C’est bien écrit, souvent drôle, parfois de mauvaise foi, voire irritant lorsque l’on se sent écorché par la plume du bonhomme. Un seul défaut peut-être, le fait que l’auteur n’ait pas fait au préalable son autocritique avant de s’élancer à l’assaut de la société française. Mais en toute franchise, pour moins de 5 euros, vous allez quand même en avoir pour votre argent. . .

Étienne Liebig, le justicier masqué

 

 
les-nouveaux-cons-182x300Pour vous donner envie de vous pencher sur l’ouvrage, on a sélectionné notre con préféré, le François Pignon du recueil, la victime de choix: l’étudiant en école de commerce.

« Voilà un drôle de loustic, qui croit aller à l’école pour apprendre quelque chose, et dépense une fortune à faire vivre de pseudo-professeurs incompétents. Il joue au professionnel de la profession alors qu’il se prépare surtout à vendre des savonnettes ou quelque chose d’approchant, s’il n’a pas un père, un oncle ou un frère qui possède son entreprise. Ce n’est certes pas la seule formation qui fait miroiter à ses élèves des places en or et des salaires mirifiques pourvu qu’ils alignent la monnaie et se payent des cours indigents à des tarifs prohibitifs, mais c’est la plus caricaturale.

Ces petits cons sont absolument persuadés qu’ils passent d’année en année grâce à leur valeur et au travail fourni alors qu’en fait, ils récoltent les fruits de leurs paiements. Je paye donc j’obtiens le diplôme. Diplôme qui dépend de l’école elle-même et attire une soi-disant reconnaissance nationale, comme l’indiquent chaque année des dizaines de canards à la mords-moi-le-nœud sous le titre «Le classement des meilleures écoles de commerce ». C’est un jeu national où chacun fait semblant de croire que le diplôme délivre une quelconque compétence dans le domaine du commerce.

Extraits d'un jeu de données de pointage
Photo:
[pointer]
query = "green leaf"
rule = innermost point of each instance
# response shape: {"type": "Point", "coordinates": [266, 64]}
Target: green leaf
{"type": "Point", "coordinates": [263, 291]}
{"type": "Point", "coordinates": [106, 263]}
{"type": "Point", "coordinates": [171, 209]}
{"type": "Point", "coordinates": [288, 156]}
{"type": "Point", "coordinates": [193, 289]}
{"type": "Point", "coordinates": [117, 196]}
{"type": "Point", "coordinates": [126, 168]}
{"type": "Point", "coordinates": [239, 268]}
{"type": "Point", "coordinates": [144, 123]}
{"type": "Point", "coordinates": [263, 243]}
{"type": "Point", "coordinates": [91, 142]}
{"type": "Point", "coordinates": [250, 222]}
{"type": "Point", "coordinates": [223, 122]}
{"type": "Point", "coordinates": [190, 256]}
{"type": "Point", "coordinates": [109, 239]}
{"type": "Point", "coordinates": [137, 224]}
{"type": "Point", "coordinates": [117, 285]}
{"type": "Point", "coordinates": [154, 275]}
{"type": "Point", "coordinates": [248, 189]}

* **Exercices**:
A) Répondez à ces questions sur le texte consacré à l'ouvrage d'Étienne Liebig :
(i) Pour quelle somme maximale le lecteur en aura-t-il pour son argent ?
(ii) Quel « con » a-t-on sélectionné comme préféré ?
(iii) Sous quel titre des dizaines de canards présentent-ils chaque année les écoles de commerce ?
B) Prolongez le texte consacré à l'ouvrage d'Étienne Liebig à partir de sa dernière phrase.

* **Réponses par exercice**:
A)
(i) Moins de 5 euros.
(ii) L'étudiant en école de commerce.
(iii) « Le classement des meilleures écoles de commerce ».

B)
Dans les faits, le seul intérêt de ces boîtes est d’envoyer des élèves en stage durant lesquels ces petits exploités se font des relations et des amis s’ils sont sympathiques et tiennent l’alcool. Chacun sait maintenant que tout le monde peut accéder à ces écoles de commerce, pourvu qu’il paye et qu’une toute petite minorité trouvera un boulot à la hauteur de ses espérances en fin de cycle. Certes, le savoir dispensé dans ces « schools » n’est pas plus bidon qu’en fac de lettres, de psycho ou de socio, mais au moins les élèves de fac ne se la pètent pas et sont conscients que s’ils perdent leur temps, du moins ne perdent-ils pas leur argent.

En fait, on a l’impression que ces braves cons jouent une pièce de théâtre dans laquelle ils prennent toutes les apparences du «commercial qui vend des puits de pétrole à des émirs»: le bon costard, les bonnes chaussures vernies, le bon attaché-case, le bon ordinateur, la bonne coupe de cheveux, le bon sourire de carnassier. Ils ne marchent pas, ils courent, bouffent dans des restos, font des fêtes, s’alcoolisent, s’en mettent plein le nez et niquent les jolies filles de leur promo qui leur ressemblent, mais en blondes à cheveux lisses.

Ils vivent la vie des commerciaux de grosses boîtes, boivent comme eux, se sapent comme eux, baisent comme eux et lisent le Financial comme eux, mais pour rien. Juste pour le fun. Une sorte de foi du charbonnier : Fais semblant d’y croire et bientôt tu y seras. Quelle blague, car sortis de ce rêve, ils se retrouvent à faire du quasi «porte-à-porte »ou du démarchage téléphonique pour gagner un SMIC et se faire insulter par un petit adjudant sous-titré qui n’a fait aucune école de commerce, mais connaît la loi des chiffres et du rendement maximum avant délocalisation. Dix ans après la fin de leurs études, ils portent encore le même costume et les mêmes pompes et sont trop déconnectés de toutes les réalités économiques pour pouvoir décrocher un éventuel boulot à la hauteur de leur putain de diplôme qu’ils ont encadré et accrocher au mur au-dessus de la photo de leur stage en Inde, quand ils croyaient tenir le monde entre leurs mains. »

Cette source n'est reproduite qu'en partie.